Data listing
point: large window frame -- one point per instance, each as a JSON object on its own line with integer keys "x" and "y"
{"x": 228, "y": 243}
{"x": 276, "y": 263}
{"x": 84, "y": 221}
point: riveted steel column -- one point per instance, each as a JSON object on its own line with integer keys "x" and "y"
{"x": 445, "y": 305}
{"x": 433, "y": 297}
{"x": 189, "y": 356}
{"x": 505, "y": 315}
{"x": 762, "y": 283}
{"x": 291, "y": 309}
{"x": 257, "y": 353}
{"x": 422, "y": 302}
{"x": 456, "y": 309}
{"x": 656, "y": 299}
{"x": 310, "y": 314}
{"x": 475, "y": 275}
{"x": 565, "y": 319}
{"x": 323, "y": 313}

What needs to be done: Rewrite the material above, replacing "integer keys" with "whole-number keys" everywhere it occurs and leaving everything else unchanged.

Finished exercise:
point: large window frame -- one point per instance, each as a JSON object on its own line with whole-number keys "x" and "y"
{"x": 228, "y": 243}
{"x": 276, "y": 263}
{"x": 84, "y": 221}
point: riveted steel column -- one point per instance, each as a JSON object on its own line with whole-number keys "x" and "y"
{"x": 445, "y": 305}
{"x": 433, "y": 297}
{"x": 189, "y": 356}
{"x": 505, "y": 315}
{"x": 762, "y": 283}
{"x": 291, "y": 309}
{"x": 257, "y": 353}
{"x": 422, "y": 302}
{"x": 456, "y": 309}
{"x": 656, "y": 299}
{"x": 310, "y": 314}
{"x": 475, "y": 275}
{"x": 565, "y": 319}
{"x": 323, "y": 313}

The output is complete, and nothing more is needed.